Objective >>
Reproduce the entire blog post on the high school diploma and the GED word for word.

Selected extract >>
Working Capital - Mission Blog

<<Mission Blog Home Posted: 11-10-2014

Education is one of the most important factors in obtaining gainful employment. In most instances the success of an individual’s academic career can often forecast the success of that person’s professional career. That being said, there are always exceptions to the rule and this is a topic that can sometimes be quite subjective. This especially rings true when comparing the benefits of earning a high school diploma versus a General Educational Development (GED) certificate. In these cases it is best to start off with definitions and statistics.

High School Diploma vs. GED
The GED is designed as a high school equivalency test for non-graduates. It is made up of five examinations meant to assess an individual’s academic knowledge of mathematics, science, and social studies as well as their reading and writing abilities. The test was initially introduced in 1942 to soldiers returning from World War II so they could apply for jobs or enroll in colleges without having to go back to high school. It was eventually recommended that civilians should have access to the test as well. There are three criteria that must be met by the individual in order to take the test. The first is they must be at least 16 years of age. The second, they cannot be currently be enrolled in a regular high school at the time they take the test. Finally, they cannot have graduated from an accredited high school or received a high school equivalency or diploma.

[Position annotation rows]
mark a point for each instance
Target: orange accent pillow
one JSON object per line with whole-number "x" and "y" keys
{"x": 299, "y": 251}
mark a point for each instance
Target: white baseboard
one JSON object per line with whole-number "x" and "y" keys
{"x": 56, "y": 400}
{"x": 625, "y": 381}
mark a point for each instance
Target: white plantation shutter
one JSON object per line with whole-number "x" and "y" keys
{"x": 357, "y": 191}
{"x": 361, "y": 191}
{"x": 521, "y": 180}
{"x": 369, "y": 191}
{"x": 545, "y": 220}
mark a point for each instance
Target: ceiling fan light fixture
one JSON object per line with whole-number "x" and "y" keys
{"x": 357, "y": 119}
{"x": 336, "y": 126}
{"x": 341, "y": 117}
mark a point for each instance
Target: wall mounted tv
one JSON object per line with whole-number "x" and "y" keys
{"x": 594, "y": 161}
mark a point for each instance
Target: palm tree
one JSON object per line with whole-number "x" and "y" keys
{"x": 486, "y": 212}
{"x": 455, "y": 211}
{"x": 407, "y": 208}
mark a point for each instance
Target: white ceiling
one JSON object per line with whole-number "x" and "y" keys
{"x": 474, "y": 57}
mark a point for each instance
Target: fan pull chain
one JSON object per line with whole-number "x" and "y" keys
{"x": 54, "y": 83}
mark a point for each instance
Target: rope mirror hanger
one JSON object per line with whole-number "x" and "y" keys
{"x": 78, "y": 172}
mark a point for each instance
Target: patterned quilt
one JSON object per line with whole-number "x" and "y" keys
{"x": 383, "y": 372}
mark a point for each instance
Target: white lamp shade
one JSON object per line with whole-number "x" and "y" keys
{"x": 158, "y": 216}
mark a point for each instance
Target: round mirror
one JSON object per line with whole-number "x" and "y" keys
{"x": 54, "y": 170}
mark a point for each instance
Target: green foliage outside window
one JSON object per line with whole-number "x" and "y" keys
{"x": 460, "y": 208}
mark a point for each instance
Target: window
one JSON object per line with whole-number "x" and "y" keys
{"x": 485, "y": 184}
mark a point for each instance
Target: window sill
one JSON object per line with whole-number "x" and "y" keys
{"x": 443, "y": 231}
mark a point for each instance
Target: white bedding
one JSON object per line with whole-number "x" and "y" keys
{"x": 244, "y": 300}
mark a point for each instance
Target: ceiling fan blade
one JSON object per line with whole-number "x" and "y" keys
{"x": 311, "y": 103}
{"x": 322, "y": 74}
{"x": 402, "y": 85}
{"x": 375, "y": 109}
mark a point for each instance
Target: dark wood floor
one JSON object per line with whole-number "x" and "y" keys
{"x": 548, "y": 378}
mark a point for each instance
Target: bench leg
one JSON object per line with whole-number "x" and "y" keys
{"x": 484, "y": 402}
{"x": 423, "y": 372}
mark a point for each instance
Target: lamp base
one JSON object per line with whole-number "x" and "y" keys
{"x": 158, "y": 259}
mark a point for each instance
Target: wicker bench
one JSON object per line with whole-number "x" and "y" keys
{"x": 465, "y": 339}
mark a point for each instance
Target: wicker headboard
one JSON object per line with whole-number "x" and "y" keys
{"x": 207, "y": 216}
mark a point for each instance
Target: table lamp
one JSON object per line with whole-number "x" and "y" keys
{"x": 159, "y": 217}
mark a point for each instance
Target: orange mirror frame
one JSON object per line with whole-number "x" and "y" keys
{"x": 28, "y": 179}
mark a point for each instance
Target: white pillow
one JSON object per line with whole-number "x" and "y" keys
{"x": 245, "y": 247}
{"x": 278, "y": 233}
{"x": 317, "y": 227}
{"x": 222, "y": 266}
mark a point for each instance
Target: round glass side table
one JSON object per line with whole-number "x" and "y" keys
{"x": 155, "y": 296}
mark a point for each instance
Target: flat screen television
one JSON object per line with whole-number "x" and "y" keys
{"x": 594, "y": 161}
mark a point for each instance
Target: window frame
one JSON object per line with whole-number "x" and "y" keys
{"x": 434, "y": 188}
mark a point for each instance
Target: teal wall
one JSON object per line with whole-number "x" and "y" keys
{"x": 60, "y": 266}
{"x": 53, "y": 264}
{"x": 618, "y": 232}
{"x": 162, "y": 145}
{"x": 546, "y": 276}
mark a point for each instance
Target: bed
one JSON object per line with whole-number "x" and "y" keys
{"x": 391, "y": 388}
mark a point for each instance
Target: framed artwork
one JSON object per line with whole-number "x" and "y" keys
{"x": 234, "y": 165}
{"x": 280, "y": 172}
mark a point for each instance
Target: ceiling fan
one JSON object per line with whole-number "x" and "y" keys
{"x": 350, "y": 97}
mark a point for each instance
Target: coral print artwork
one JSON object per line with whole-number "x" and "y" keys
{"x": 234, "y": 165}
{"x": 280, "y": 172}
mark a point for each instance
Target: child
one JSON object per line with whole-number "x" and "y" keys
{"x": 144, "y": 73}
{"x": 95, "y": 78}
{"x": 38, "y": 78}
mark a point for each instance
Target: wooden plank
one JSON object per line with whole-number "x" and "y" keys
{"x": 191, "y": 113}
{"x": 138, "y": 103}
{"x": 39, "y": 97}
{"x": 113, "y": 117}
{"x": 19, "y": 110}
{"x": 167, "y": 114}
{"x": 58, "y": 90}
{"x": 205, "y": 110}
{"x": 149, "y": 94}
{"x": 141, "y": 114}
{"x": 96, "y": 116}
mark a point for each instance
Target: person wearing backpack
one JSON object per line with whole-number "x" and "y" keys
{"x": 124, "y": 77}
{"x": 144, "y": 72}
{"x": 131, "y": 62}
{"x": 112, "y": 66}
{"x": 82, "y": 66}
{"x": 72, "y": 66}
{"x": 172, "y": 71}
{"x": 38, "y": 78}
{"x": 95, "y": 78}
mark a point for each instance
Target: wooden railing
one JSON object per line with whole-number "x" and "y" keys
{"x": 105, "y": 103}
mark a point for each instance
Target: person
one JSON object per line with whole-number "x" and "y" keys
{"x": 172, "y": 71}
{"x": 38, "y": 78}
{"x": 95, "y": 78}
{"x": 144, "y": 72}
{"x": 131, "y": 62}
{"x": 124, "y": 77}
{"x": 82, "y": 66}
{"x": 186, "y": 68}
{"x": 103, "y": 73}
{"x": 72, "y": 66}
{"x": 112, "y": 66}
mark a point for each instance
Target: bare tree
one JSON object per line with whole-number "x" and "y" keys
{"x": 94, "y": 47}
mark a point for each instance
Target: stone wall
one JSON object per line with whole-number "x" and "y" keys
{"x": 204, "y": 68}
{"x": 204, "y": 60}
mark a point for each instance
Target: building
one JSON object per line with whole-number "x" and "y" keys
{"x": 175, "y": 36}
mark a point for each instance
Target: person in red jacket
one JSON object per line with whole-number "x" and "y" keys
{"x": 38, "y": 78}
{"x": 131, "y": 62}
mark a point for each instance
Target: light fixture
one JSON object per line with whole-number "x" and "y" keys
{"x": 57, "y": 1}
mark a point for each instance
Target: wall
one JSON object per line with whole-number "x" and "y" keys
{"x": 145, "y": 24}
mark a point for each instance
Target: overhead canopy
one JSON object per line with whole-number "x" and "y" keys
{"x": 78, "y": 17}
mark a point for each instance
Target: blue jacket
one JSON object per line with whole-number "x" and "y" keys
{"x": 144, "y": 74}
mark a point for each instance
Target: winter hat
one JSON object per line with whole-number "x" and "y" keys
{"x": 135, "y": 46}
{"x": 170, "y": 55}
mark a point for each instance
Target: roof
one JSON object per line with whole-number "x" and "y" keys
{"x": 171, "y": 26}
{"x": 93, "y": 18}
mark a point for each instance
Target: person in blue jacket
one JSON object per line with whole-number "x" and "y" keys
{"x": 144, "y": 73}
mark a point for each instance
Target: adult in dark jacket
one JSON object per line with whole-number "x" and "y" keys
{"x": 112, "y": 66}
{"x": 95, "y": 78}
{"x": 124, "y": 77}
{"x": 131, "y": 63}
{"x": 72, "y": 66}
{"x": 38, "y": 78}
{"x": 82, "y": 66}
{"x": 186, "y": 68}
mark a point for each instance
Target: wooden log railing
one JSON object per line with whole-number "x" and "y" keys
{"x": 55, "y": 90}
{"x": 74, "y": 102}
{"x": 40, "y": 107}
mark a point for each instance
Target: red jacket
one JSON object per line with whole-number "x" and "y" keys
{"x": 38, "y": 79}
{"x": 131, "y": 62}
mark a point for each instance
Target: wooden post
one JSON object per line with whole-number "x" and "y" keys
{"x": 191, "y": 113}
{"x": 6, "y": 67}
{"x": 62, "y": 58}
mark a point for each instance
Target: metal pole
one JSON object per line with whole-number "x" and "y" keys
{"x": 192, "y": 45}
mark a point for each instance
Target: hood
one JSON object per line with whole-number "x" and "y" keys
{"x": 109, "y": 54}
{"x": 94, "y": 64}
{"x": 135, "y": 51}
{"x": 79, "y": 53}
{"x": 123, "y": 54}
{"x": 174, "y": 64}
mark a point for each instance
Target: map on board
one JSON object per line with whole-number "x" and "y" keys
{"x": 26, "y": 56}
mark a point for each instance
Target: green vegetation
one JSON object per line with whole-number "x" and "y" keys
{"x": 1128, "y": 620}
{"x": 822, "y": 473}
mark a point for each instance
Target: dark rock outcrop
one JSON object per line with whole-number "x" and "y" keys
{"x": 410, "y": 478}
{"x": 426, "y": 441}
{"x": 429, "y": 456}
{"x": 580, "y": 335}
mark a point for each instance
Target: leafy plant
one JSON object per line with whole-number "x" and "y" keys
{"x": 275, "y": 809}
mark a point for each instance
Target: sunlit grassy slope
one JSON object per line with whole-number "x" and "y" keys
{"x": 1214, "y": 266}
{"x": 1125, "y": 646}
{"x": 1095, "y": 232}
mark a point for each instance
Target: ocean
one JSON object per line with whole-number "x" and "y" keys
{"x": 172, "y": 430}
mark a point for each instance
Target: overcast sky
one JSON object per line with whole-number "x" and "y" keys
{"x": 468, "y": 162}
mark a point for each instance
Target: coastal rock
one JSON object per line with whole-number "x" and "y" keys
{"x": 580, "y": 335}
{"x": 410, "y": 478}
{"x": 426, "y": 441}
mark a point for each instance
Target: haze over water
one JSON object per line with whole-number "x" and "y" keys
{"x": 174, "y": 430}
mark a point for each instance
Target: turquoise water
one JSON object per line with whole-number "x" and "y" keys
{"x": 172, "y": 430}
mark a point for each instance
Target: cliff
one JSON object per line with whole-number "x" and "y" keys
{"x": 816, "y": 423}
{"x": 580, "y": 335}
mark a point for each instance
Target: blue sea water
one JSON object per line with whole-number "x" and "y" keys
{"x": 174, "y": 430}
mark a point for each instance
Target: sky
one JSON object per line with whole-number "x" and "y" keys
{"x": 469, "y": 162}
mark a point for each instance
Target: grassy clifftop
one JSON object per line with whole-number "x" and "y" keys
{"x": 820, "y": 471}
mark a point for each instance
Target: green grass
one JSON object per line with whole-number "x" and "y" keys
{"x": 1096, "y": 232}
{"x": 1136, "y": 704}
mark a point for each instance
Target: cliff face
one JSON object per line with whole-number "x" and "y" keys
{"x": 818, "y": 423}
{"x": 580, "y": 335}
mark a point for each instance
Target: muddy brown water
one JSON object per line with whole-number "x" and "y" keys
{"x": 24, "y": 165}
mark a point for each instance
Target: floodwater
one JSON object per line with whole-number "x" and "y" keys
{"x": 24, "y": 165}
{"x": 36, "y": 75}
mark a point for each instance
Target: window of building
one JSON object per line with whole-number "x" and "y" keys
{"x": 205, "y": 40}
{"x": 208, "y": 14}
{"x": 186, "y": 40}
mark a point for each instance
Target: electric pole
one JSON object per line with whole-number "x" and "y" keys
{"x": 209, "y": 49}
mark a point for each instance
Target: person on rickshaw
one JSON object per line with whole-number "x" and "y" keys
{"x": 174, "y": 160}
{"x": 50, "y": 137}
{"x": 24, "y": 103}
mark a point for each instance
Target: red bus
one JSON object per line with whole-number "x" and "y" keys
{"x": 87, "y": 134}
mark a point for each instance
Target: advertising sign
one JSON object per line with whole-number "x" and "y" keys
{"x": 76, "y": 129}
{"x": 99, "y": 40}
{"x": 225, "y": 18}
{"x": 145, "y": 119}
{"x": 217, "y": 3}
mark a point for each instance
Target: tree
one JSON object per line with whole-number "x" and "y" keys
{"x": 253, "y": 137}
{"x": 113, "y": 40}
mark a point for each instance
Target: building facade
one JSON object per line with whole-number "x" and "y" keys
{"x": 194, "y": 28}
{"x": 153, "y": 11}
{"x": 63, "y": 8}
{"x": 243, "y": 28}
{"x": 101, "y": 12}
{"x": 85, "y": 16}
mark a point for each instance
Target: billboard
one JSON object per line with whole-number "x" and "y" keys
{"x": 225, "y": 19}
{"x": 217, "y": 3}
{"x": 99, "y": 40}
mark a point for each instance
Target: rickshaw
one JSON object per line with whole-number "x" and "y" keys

Output for this exercise >>
Working Capital - Mission Blog

<<Mission Blog Home Posted: 11-10-2014

Education is one of the most important factors in obtaining gainful employment. In most instances the success of an individual’s academic career can often forecast the success of that person’s professional career. That being said, there are always exceptions to the rule and this is a topic that can sometimes be quite subjective. This especially rings true when comparing the benefits of earning a high school diploma versus a General Educational Development (GED) certificate. In these cases it is best to start off with definitions and statistics.

High School Diploma vs. GED
The GED is designed as a high school equivalency test for non-graduates. It is made up of five examinations meant to assess an individual’s academic knowledge of mathematics, science, and social studies as well as their reading and writing abilities. The test was initially introduced in 1942 to soldiers returning from World War II so they could apply for jobs or enroll in colleges without having to go back to high school. It was eventually recommended that civilians should have access to the test as well. There are three criteria that must be met by the individual in order to take the test. The first is they must be at least 16 years of age. The second, they cannot be currently be enrolled in a regular high school at the time they take the test. Finally, they cannot have graduated from an accredited high school or received a high school equivalency or diploma.